Transcribe every entry word for word, but skip the images.

• • • • •

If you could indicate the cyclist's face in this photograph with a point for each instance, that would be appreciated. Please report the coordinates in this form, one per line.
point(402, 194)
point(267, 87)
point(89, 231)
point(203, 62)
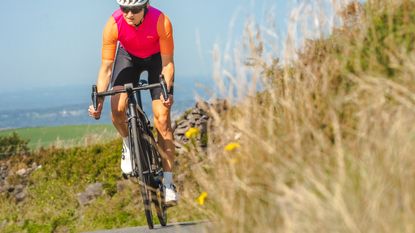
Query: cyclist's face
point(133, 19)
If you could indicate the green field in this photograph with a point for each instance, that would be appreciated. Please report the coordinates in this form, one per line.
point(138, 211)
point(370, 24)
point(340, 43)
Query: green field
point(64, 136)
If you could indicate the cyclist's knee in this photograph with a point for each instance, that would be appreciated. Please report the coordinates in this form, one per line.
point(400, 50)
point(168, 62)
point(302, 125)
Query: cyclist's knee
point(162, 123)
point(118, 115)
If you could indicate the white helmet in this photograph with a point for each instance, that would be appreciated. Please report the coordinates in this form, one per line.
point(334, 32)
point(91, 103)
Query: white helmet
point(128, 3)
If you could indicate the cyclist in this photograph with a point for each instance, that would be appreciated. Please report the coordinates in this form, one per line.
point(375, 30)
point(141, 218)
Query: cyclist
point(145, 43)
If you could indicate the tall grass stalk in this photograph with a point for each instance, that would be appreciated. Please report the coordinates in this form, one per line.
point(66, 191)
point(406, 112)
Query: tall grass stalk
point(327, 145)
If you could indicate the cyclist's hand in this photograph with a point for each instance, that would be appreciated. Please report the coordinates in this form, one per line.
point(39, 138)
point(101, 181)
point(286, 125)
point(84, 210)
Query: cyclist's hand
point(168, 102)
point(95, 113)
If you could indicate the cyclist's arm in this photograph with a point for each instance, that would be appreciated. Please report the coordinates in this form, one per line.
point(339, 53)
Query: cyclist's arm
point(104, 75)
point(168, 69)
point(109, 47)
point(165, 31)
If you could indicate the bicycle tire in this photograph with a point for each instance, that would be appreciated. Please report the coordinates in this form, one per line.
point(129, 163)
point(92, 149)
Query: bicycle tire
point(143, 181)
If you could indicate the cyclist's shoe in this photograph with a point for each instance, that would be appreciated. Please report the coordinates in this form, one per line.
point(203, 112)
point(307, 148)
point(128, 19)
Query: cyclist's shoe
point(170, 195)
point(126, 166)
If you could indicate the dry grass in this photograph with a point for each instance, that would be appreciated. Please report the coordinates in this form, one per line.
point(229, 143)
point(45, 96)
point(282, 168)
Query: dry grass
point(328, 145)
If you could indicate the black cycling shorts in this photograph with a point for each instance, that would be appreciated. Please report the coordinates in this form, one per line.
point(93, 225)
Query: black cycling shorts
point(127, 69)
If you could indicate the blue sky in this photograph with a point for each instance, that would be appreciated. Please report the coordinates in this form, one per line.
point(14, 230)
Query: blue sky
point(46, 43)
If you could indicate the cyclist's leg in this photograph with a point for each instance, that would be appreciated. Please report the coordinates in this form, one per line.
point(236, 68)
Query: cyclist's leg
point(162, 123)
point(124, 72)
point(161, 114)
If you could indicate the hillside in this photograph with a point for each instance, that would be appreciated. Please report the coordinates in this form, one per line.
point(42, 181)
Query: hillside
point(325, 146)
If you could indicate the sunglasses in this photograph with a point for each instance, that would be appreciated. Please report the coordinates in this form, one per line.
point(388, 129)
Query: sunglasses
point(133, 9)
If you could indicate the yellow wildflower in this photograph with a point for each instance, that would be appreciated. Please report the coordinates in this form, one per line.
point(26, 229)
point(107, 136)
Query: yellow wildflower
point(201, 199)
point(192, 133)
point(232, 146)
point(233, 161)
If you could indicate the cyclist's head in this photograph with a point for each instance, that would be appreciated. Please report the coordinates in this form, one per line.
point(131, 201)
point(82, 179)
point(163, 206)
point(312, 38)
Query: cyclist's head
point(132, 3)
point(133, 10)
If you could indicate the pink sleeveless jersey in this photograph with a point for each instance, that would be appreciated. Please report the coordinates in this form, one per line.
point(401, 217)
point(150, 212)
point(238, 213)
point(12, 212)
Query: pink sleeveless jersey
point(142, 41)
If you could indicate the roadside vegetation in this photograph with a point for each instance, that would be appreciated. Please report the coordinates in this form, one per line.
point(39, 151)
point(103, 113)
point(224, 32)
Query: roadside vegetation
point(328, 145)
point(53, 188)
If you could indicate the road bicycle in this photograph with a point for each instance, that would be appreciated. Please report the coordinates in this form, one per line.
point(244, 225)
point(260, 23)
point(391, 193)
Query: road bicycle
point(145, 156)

• • • • •

SOLUTION TO THIS PROBLEM:
If you could indicate the cyclist's face in this photograph with a point for each instance, that would be appreciated. Please report the coordinates in this form, one per line.
point(402, 194)
point(267, 87)
point(89, 231)
point(203, 62)
Query: cyclist's face
point(133, 19)
If you could indicate the green field in this photograph with a point for each instance, that would be appreciated. Please report the coordinates in this form, one per line.
point(138, 211)
point(370, 24)
point(340, 43)
Query: green field
point(64, 136)
If you could indicate the cyclist's knee in this photograph with a point for each instance, that would be appreciated. Please report the coordinates in this form, one per line.
point(400, 50)
point(168, 62)
point(302, 125)
Query: cyclist's knee
point(162, 123)
point(118, 115)
If you could indicate the white helmet in this photograph with a point for each instance, that would be appreciated. Please report the coordinates in this form, one per line.
point(334, 32)
point(91, 103)
Query: white helmet
point(128, 3)
If you could indicate the cyclist in this photograph with a point for each instance, that would be appreciated. Please report the coordinates in this form, one per line.
point(375, 30)
point(141, 218)
Query: cyclist
point(145, 43)
If you could indicate the tall grass stalk in this photograph with a point for each instance, that would be appreciated. Please report the coordinates in this form, one per line.
point(66, 191)
point(406, 112)
Query: tall grass stalk
point(327, 145)
If you could indicate the cyclist's hand in this photograph with a point for each instance, that would be appreciated. Please report the coordinates in this form, one per line.
point(39, 138)
point(101, 181)
point(286, 125)
point(84, 210)
Query: cyclist's hand
point(168, 102)
point(95, 113)
If you could indicate the cyclist's arm in this photograph with a point for each instance, that would be appreciated. Please report the coordinates in this form, one per line.
point(339, 53)
Query: cyclist's arm
point(104, 75)
point(168, 69)
point(109, 47)
point(165, 31)
If you could indicate the bicycle tire in this photograph with a point for each instance, that would be appreciated. Please report the coordinates in this form, one per line.
point(129, 163)
point(92, 149)
Query: bicycle tire
point(143, 181)
If you could indicate the cyclist's shoe in this photograph with a point for each instance, that would be appreciated. Please report the coordinates in this form, one per line.
point(203, 112)
point(307, 148)
point(128, 19)
Query: cyclist's shoe
point(170, 195)
point(126, 166)
If you could indicate the dry grass in this photograph with a point for each instance, that would be appreciated. Please report the coordinates in this form, one per line.
point(229, 143)
point(45, 96)
point(282, 168)
Query: dry grass
point(328, 145)
If you could indicate the black cycling shorts in this photograph with a point for each instance, that would be appreciated. Please report the coordinates in this form, one per line.
point(93, 225)
Query: black cycling shorts
point(127, 69)
If you could indicate the blue sky in this photograph with a point for each instance, that would be appreciated. Please report the coordinates in this form, one per line.
point(14, 230)
Query: blue sky
point(46, 43)
If you could indicate the cyclist's leg in this photograph with a point for each instance, that would be appreciated. Please report the coordinates in this form, one per line.
point(236, 68)
Query: cyclist's leg
point(162, 123)
point(124, 72)
point(161, 114)
If you could indicate the hillside in this photograph with a point for each instance, that would be appreciated. Please report the coordinates in this form, one per line.
point(42, 181)
Query: hillside
point(325, 146)
If you could indicate the sunglasses in this photograph with a point for each instance, that would be appreciated. Please report the coordinates in this form, one per line.
point(388, 129)
Query: sunglasses
point(133, 9)
If you could indicate the yellow wildflower in this photograph with a point for each instance, that would be appreciated. Please report the coordinates in this form, one per line.
point(26, 229)
point(107, 136)
Query: yellow wildflower
point(201, 199)
point(192, 133)
point(232, 146)
point(233, 161)
If you could indicate the cyclist's head in this photograph with a point for each instance, that would be appreciated. Please report the coordinates in this form, one per line.
point(131, 201)
point(82, 179)
point(163, 206)
point(312, 38)
Query: cyclist's head
point(132, 3)
point(133, 10)
If you could indicate the pink sleeveless jersey in this photograph with a point for each instance, that would be appreciated. Please report the coordinates in this form, one per line.
point(401, 217)
point(150, 212)
point(238, 213)
point(12, 212)
Query: pink sleeveless jersey
point(142, 41)
If you could indicate the roadside vegetation in this photograph with a point for each instance, that would be appreciated. Please report the coordinates in this form, one per line.
point(39, 151)
point(103, 113)
point(224, 32)
Query: roadside vegetation
point(328, 145)
point(53, 188)
If you could indicate the road bicycle in this photograph with a point for each instance, that would be appreciated. Please report the coordinates in this form, one per line.
point(244, 225)
point(260, 23)
point(391, 193)
Query: road bicycle
point(145, 156)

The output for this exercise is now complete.